## What you need to do
In the stretch from the start of the listing through the line containing "100), (0, 114)]", change "railing" to "fence" and reproduce those lines with nothing else altered.

[Annotation records]

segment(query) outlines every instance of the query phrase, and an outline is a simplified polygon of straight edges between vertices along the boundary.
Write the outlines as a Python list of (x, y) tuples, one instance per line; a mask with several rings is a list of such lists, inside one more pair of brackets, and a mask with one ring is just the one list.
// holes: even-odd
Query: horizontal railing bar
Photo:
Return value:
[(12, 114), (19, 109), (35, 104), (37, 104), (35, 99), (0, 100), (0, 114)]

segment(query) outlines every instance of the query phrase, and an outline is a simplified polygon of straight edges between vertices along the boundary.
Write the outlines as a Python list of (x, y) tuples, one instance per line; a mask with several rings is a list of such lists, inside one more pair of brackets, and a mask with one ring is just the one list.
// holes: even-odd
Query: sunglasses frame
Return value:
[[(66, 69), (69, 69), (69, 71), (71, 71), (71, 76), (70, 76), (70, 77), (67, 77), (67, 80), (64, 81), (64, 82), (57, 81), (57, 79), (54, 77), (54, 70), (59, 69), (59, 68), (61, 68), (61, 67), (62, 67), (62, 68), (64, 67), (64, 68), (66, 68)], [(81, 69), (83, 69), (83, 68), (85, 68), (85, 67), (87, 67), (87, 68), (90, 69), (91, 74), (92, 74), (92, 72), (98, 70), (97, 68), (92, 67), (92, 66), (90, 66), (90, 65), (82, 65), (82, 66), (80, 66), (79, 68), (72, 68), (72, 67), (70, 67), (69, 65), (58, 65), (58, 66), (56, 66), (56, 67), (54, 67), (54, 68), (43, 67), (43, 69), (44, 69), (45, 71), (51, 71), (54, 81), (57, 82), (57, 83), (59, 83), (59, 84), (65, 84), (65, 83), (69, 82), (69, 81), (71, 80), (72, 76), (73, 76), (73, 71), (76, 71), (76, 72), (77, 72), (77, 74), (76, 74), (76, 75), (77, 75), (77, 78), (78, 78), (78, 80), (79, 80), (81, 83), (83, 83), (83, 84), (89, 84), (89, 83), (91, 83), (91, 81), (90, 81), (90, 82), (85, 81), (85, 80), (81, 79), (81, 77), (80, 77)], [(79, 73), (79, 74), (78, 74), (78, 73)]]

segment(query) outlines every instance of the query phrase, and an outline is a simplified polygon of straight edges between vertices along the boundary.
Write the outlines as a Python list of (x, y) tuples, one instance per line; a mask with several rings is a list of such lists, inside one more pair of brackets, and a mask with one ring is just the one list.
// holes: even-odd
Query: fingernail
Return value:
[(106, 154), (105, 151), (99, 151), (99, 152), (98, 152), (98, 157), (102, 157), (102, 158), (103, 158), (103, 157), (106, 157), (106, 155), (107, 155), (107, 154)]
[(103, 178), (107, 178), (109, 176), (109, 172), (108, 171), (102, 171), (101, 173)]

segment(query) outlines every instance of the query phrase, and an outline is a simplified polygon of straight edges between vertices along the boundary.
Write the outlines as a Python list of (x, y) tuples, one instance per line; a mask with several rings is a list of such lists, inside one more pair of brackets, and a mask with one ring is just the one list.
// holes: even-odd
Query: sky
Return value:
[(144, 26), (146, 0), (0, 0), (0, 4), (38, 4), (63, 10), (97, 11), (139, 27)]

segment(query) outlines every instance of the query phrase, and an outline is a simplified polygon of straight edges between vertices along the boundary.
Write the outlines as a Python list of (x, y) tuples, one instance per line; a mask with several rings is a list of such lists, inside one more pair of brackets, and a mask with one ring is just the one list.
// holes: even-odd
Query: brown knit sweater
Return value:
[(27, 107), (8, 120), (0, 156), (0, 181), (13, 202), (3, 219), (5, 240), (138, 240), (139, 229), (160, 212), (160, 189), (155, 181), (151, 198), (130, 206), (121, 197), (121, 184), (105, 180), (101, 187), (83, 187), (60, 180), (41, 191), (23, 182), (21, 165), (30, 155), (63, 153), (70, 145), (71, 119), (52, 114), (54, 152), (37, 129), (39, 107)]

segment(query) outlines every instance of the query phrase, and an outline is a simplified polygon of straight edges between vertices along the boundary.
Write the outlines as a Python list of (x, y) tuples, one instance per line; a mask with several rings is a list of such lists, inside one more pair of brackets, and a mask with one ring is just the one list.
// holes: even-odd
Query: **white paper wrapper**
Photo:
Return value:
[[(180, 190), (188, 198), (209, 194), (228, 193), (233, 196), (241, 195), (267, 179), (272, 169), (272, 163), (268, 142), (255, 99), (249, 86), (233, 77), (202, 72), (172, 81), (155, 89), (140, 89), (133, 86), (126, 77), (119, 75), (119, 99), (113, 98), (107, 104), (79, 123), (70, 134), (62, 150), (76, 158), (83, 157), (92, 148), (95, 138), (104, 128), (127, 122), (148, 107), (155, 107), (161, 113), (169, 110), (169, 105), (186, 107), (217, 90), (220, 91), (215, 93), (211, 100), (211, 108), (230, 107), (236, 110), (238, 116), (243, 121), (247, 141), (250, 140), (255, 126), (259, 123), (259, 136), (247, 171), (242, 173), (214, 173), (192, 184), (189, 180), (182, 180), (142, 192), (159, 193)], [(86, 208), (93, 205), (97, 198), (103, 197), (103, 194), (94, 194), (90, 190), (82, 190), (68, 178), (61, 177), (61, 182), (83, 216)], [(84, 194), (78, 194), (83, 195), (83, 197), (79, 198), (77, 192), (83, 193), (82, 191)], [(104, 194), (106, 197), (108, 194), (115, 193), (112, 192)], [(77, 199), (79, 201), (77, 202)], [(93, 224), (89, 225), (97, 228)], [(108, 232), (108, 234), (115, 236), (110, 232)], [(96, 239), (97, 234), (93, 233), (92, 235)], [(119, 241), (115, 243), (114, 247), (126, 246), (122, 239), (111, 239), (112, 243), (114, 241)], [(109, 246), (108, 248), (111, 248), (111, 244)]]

## Reply to the exercise
segment(query) outlines every instance of the query phrase, and an outline is a simplified polygon of straight edges between vertices along the boundary.
Write the outlines as a Python list of (x, y) tuples, one instance per line; a mask with several rings is a list of such lists, inside one more pair of brackets, and a mask with one ring is just the one list.
// holes: even-odd
Query: horizontal fence bar
Photo:
Return value:
[(12, 114), (19, 109), (35, 104), (37, 104), (35, 99), (0, 100), (0, 114)]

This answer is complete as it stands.